++++ DOCUMENT
Former Treasury Secretary Larry Summers seems to believe a hard landing is likely. 

“I think a hard landing is substantially more likely than a soft landing,” he told the Wall Street Journal. “I think if inflation is going to come down in two or three years rather than the 10…that’s likely to be in the context of a recession not in the context of a smooth path.” 

Summers was responding to a question about a recent Bank of America analysis that found in cases where inflation in developed economies rose above 5% between the 1980s to the 2000s, it took on average 10 years to bring it down to the Fed’s current target of 2%.

He added that the Fed’s current expectations seemed a little too rosy. 

“I think the likelihood is that the current Fed forecast, which is that both unemployment will peak at 4.5% and that we will get back to 2% inflation within two and a half years—I think the odds that both those things are going to happen together are probably less than one in four,” Summers added. 

The Fed raised interest rates by 75 basis points for the third consecutive time last week in its attempt to slow down the overheated economy and bring down inflation. Year-over-year inflation rose 8.3% in August, down from July’s reading of 8.5% and June’s reading of 9.1%. But the drop was less than expected and last month, Fed chair Jerome Powell warned that Americans would feel “pain” as the Fed tries to lower inflation. 

Summer’s comments this week that a hard landing would be hard to avoid echoed similar ideas he shared with Fortune in an interview earlier this month.

“History teaches us that soft landings represent the triumph of hope over experience,” he said. “There are no examples when inflation was above 4% and unemployment was below 4% that the economy achieved a soft landing. We are unlikely to achieve a reduction of inflation to something like the Fed’s target without a significant slowing of the economy.”

As inflation has remained stubborn, a host of other economists have recently spoken more frankly about the risk of a recession. Economist Mohamed El-Erian recently told Fortune that the chance of a soft landing has become “uncomfortably low.” And Diane Swonk, KPMG’s chief economist, has said that she thinks the Fed has given up on a soft landing. In a note earlier this week, UBS economists said “the risk of a hard landing is rising.”
++++++++
_WHAT YOU WILL DO_:
1. From the article on Larry Summers, return word for word the part that opens with the words containing "Former Treasury Secretary" and closes with "target of 2%.".
2. In the listing, change "chimney" to "skylight" in the part that runs from its start through the line containing "69;47;74;54", keeping all else the same, and give back only those lines.
++++ DATA ROWS
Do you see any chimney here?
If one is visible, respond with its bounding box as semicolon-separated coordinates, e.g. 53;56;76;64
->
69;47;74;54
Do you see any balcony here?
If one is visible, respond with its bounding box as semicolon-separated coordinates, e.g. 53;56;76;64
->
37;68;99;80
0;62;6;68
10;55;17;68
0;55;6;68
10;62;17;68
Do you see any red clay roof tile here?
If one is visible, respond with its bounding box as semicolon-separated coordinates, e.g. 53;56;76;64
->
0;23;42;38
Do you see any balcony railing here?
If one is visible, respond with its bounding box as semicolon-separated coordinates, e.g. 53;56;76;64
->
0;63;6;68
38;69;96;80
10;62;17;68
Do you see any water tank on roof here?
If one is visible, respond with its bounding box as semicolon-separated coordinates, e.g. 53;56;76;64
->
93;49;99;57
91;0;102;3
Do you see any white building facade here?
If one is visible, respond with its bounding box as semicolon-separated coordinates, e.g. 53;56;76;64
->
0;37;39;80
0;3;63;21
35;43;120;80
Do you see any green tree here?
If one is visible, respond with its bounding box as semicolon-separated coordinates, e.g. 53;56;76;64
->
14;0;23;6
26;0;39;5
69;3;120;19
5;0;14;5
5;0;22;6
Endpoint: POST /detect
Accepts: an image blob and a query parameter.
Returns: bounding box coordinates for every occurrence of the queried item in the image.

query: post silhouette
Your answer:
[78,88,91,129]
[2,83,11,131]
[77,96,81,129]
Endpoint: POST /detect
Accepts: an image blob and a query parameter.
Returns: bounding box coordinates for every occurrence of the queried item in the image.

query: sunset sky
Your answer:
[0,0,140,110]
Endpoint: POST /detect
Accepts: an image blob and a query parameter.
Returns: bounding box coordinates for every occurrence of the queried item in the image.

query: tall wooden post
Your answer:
++++++++
_ANSWERS TO THE PROBLEMS_:
1.
Former Treasury Secretary Larry Summers seems to believe a hard landing is likely. 

“I think a hard landing is substantially more likely than a soft landing,” he told the Wall Street Journal. “I think if inflation is going to come down in two or three years rather than the 10…that’s likely to be in the context of a recession not in the context of a smooth path.” 

Summers was responding to a question about a recent Bank of America analysis that found in cases where inflation in developed economies rose above 5% between the 1980s to the 2000s, it took on average 10 years to bring it down to the Fed’s current target of 2%.

2.
Do you see any skylight here?
If one is visible, respond with its bounding box as semicolon-separated coordinates, e.g. 53;56;76;64
->
69;47;74;54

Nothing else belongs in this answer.